### Exercise aim
Return each line in the material below that contains the word "branch", copied without changes.
--- begin ---
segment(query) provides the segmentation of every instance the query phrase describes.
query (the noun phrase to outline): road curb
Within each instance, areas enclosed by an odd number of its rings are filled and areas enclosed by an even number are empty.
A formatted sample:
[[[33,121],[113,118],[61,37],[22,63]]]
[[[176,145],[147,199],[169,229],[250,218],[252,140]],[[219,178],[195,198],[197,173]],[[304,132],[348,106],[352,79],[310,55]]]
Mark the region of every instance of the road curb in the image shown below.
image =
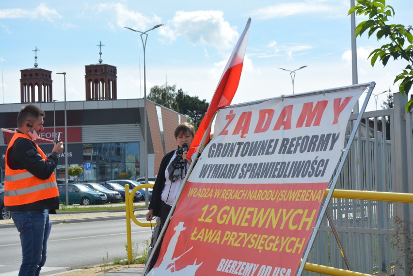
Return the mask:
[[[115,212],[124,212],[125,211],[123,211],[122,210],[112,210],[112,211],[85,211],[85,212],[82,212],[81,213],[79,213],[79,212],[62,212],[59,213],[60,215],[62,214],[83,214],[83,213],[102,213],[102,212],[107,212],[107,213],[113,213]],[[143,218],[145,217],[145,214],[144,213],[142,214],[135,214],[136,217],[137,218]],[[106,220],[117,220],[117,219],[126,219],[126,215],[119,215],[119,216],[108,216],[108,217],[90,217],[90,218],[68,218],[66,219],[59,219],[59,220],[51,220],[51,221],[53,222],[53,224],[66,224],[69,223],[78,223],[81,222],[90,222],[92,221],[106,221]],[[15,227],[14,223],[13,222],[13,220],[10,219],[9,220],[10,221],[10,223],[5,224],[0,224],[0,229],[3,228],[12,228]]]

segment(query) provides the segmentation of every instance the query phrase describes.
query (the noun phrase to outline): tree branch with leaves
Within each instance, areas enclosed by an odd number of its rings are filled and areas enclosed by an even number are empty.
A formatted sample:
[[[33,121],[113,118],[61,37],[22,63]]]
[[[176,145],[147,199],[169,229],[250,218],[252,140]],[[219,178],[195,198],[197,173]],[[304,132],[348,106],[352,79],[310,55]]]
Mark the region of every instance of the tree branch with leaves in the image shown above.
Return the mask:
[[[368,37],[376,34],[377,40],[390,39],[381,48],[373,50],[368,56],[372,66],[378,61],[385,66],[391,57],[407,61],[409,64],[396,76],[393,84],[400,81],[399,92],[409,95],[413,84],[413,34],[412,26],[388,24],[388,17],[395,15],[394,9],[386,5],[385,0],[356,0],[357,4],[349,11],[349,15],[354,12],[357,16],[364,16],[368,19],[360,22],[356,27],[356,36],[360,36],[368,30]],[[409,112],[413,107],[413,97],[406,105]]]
--- end ---
--- begin ---
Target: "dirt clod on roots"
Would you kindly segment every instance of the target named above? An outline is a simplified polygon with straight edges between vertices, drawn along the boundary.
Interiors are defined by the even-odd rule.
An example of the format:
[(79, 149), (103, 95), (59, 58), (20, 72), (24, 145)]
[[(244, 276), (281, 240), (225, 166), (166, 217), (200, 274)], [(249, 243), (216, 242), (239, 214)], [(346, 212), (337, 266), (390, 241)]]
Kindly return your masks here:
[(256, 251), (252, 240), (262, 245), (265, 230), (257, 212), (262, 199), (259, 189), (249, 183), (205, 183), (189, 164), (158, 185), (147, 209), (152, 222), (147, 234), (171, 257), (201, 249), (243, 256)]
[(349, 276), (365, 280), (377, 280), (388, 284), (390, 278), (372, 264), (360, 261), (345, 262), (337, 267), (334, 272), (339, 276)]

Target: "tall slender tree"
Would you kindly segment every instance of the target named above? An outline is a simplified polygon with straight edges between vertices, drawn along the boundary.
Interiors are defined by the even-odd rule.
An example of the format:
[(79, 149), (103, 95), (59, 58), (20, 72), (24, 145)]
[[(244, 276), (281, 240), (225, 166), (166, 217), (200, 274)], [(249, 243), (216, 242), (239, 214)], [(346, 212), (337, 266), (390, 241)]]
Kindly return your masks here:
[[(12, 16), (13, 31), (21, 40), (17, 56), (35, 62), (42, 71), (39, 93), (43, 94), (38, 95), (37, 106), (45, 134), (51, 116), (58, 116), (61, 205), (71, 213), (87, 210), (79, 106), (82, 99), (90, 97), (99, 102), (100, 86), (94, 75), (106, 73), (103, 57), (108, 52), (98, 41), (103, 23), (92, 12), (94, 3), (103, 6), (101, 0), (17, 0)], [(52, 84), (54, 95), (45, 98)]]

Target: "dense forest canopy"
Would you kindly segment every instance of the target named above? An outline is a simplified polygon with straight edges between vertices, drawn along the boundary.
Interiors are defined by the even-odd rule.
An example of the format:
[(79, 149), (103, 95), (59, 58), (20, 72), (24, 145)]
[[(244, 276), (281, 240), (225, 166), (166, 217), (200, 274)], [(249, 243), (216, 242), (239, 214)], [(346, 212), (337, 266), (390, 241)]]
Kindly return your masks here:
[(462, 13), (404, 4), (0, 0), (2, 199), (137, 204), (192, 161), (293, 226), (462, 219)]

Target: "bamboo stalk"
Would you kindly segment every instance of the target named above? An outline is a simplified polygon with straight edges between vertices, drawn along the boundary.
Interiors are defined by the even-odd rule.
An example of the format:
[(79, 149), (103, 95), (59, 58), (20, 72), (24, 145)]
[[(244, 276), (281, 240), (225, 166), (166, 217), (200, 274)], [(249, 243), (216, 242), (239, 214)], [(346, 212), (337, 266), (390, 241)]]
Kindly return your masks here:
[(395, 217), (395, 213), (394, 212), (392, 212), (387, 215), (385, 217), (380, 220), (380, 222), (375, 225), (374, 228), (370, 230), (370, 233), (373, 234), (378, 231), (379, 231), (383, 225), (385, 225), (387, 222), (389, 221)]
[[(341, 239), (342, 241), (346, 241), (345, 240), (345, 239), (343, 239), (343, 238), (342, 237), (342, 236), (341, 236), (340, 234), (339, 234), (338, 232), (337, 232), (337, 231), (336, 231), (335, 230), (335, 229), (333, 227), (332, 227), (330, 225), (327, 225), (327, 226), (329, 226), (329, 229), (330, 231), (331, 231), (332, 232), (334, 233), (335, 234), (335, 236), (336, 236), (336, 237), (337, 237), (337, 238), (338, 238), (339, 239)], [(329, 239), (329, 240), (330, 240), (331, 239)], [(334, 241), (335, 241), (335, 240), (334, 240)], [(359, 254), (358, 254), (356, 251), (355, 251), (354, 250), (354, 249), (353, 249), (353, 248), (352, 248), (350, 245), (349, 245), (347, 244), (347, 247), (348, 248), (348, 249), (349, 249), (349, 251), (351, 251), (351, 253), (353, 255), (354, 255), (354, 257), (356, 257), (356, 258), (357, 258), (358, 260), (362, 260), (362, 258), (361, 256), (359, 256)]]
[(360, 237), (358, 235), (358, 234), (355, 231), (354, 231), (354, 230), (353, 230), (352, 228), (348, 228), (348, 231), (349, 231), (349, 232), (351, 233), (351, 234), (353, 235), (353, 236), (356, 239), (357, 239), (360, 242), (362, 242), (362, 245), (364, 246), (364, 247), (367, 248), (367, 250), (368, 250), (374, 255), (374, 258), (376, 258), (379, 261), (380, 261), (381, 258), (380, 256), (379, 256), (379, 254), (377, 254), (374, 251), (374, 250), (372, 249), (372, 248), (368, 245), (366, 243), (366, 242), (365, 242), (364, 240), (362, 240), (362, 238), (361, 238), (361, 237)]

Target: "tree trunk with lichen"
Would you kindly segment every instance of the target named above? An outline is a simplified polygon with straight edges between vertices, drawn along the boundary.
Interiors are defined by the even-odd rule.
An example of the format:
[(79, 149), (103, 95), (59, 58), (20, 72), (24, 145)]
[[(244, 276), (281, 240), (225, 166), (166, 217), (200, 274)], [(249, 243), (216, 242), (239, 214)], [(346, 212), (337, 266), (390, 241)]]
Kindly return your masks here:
--- end ---
--- begin ---
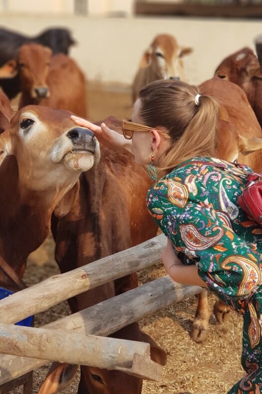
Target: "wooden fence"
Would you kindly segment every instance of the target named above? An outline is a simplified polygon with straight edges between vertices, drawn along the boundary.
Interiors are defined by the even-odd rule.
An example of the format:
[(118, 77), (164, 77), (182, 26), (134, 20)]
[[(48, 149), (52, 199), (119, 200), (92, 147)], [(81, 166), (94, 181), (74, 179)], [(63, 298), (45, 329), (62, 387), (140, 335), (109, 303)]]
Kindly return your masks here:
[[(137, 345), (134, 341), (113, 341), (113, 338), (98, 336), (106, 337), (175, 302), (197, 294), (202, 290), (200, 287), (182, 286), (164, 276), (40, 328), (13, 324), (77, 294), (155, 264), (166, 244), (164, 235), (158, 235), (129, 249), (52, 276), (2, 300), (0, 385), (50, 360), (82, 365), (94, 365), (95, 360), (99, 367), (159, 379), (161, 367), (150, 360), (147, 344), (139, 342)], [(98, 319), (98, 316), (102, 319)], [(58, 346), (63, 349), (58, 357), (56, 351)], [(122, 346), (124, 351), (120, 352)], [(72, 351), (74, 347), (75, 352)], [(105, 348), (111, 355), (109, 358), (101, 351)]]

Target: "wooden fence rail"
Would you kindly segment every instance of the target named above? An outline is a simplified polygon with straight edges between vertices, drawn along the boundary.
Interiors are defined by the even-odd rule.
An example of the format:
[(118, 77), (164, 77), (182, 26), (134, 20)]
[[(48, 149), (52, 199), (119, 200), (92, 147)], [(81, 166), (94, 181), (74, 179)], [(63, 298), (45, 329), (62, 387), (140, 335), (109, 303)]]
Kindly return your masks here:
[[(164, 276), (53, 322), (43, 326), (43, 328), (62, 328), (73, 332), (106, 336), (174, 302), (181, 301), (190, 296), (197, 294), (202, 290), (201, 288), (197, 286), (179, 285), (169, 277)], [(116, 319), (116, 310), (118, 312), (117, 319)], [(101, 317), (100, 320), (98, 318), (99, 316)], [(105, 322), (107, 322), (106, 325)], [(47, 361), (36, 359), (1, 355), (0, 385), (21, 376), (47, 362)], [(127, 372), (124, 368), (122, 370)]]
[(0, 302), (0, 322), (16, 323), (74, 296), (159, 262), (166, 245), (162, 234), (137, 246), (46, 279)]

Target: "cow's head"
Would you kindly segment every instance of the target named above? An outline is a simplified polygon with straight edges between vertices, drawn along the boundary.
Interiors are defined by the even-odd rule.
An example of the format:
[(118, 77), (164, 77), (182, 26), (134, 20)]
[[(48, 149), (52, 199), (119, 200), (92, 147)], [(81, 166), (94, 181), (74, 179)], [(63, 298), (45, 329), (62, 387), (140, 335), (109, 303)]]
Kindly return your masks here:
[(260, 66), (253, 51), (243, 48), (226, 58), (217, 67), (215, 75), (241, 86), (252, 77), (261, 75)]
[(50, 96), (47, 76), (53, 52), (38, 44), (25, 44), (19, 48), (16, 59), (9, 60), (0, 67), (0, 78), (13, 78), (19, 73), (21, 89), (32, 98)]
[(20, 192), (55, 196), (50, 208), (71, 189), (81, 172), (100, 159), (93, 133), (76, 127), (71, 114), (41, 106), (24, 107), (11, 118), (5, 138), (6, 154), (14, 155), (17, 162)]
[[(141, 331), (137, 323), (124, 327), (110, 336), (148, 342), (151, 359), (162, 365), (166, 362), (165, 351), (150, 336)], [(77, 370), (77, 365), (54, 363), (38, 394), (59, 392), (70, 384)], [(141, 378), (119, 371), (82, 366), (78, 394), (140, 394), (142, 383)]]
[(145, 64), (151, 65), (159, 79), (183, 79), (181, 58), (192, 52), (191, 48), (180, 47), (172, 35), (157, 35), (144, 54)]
--- end ---
### Task response
query (the noun phrase to outline): tree branch with leaves
Mark the region of every instance of the tree branch with leaves in the image shown above.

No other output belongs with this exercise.